===== TEXTE À ANALYSER
Première cause de décès avant 1 an

La mort subite du nourrisson (MSN) est la première cause de décès entre 1 mois et 1 an. Selon l'Institut de veille sanitaire (chiffres de 2010), 90 % des cas de mort subite du nourrisson ont lieu avant l'âge de 6 mois et l'âge le plus exposé est entre 2 et 4 mois. Par ailleurs, la 2° cause de mortalité infantile a lieu entre 1 an et 14 ans, en particulier par accident (1/3 des cas), par tumeurs ou par maladies congénitales. Cette mortalité infantile est en baisse importante depuis 1975 et surtout 1990.

La théorie de l'apnée primitive pendant le sommeil (le pédiatre américain Steinschneider pensait que certains nourrissons "oubliaient" de respirer pendant le sommeil) en vogue dans les années 80 est actuellement abandonnée.

Le couchage des bébés sur le dos sans couette ni oreiller, à température modérée (18°-19°C), la limitation du tabagisme passif, le fait de moins couvrir le bébé et autres mesures préventives ont permis des progrès inespérés.

Cependant, après une diminution légère mais constante entre les années 2000 et 2013, une légère augmentation des morts subites du nourrisson est constatée. En cause, le "co-dodo" et le fait de faire dormir le bébé sur le ventre d'un adulte. Aujourd'hui, on estime qu'environ 250 morts subites du nourrisson ont lieu chaque année en France et cela malgré les nombreuses campagnes de prévention.

On distingue deux entités différentes :

  • La mort subite du nourrisson (MSN) qui est le décès brutal et inattendu d'un bébé considéré jusque-là comme parfaitement bien portant mais chez qui une ou plusieurs causes sont retrouvées avec plus ou moins de probabilité et qui présentait des signes qui auraient pu inquiéter au préalable ;
  • La mort subite inexpliquée du nourrisson (MSIN) qui est le décès brutal d'un nourrisson qui survient de façon inattendue compte tenu des antécédents et pour lequel des examens complets post-mortem ne peuvent révéler de cause précise à la mort.

Des milliers de recherches sont effectuées dans le monde afin de répondre à cette énigme médicale.

La mort subite du nourrisson

On distingue deux tableaux cliniques bien différents.

  • Dans le premier, l'enfant est mort ;
  • Dans le second, il est "ressuscité".
==========
===== DONNÉES FOURNIES
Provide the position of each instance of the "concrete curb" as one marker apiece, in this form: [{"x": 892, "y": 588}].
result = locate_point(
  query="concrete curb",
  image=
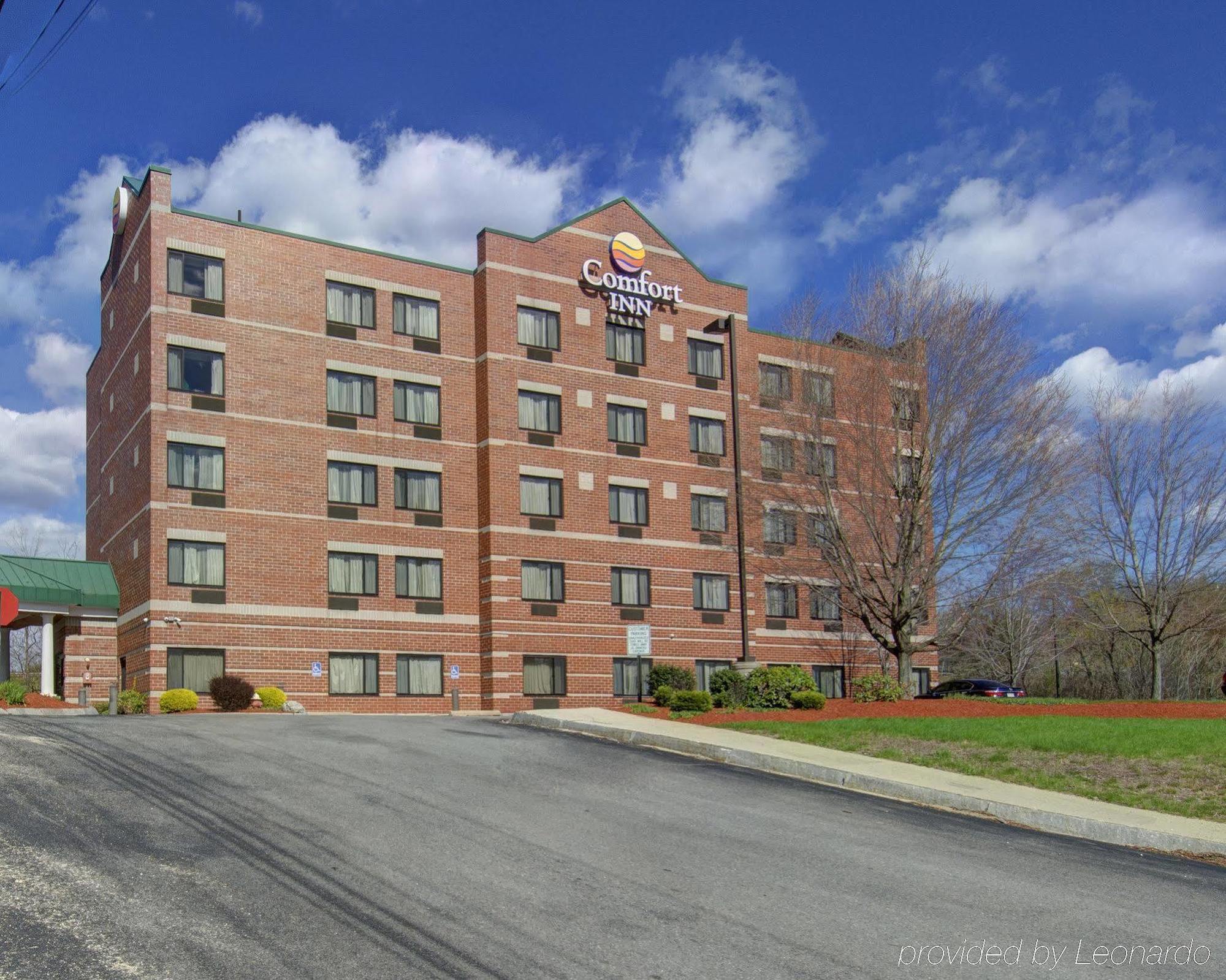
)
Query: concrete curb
[{"x": 1037, "y": 809}]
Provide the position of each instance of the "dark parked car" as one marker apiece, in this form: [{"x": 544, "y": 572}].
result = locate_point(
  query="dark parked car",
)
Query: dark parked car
[{"x": 975, "y": 688}]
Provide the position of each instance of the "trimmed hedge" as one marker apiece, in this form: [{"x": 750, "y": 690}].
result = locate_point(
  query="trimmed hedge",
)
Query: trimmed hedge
[{"x": 178, "y": 700}]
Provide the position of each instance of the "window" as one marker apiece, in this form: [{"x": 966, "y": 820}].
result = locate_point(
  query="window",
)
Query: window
[
  {"x": 196, "y": 467},
  {"x": 198, "y": 276},
  {"x": 197, "y": 371},
  {"x": 632, "y": 587},
  {"x": 352, "y": 575},
  {"x": 419, "y": 579},
  {"x": 419, "y": 490},
  {"x": 545, "y": 675},
  {"x": 541, "y": 496},
  {"x": 706, "y": 359},
  {"x": 540, "y": 412},
  {"x": 782, "y": 599},
  {"x": 352, "y": 483},
  {"x": 628, "y": 424},
  {"x": 704, "y": 669},
  {"x": 712, "y": 592},
  {"x": 777, "y": 454},
  {"x": 354, "y": 674},
  {"x": 779, "y": 527},
  {"x": 707, "y": 435},
  {"x": 415, "y": 317},
  {"x": 351, "y": 395},
  {"x": 352, "y": 305},
  {"x": 197, "y": 564},
  {"x": 416, "y": 403},
  {"x": 631, "y": 677},
  {"x": 623, "y": 343},
  {"x": 193, "y": 669},
  {"x": 628, "y": 505},
  {"x": 419, "y": 675},
  {"x": 774, "y": 382},
  {"x": 543, "y": 581},
  {"x": 539, "y": 327},
  {"x": 829, "y": 680},
  {"x": 824, "y": 603},
  {"x": 709, "y": 512}
]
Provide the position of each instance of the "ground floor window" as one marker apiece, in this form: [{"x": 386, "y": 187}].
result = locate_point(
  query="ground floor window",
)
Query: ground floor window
[
  {"x": 631, "y": 677},
  {"x": 545, "y": 675},
  {"x": 419, "y": 675},
  {"x": 354, "y": 674},
  {"x": 193, "y": 669}
]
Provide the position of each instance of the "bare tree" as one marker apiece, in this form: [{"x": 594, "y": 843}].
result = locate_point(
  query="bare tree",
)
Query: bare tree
[
  {"x": 1157, "y": 515},
  {"x": 937, "y": 468}
]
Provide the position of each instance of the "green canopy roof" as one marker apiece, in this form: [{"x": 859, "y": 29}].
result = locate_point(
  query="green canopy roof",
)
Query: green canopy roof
[{"x": 61, "y": 582}]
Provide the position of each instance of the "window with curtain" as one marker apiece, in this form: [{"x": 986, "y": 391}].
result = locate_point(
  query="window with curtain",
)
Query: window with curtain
[
  {"x": 352, "y": 575},
  {"x": 628, "y": 505},
  {"x": 779, "y": 527},
  {"x": 415, "y": 317},
  {"x": 351, "y": 395},
  {"x": 625, "y": 344},
  {"x": 543, "y": 581},
  {"x": 541, "y": 496},
  {"x": 352, "y": 305},
  {"x": 417, "y": 403},
  {"x": 419, "y": 490},
  {"x": 197, "y": 371},
  {"x": 774, "y": 381},
  {"x": 631, "y": 677},
  {"x": 352, "y": 483},
  {"x": 782, "y": 599},
  {"x": 419, "y": 675},
  {"x": 628, "y": 424},
  {"x": 709, "y": 512},
  {"x": 193, "y": 669},
  {"x": 824, "y": 603},
  {"x": 354, "y": 674},
  {"x": 197, "y": 564},
  {"x": 197, "y": 276},
  {"x": 631, "y": 586},
  {"x": 712, "y": 592},
  {"x": 539, "y": 327},
  {"x": 706, "y": 359},
  {"x": 707, "y": 435},
  {"x": 540, "y": 412},
  {"x": 196, "y": 467},
  {"x": 545, "y": 675},
  {"x": 419, "y": 579}
]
==========
> _CONSIGNE_: Dans le texte sur la mort subite du nourrisson, relevez s'il vous plaît toutes les origines de décès citées pour la mortalité infantile entre 1 an et 14 ans.

> _CORRIGÉ_:
- les accidents (1/3 des cas)
- les tumeurs
- les maladies congénitales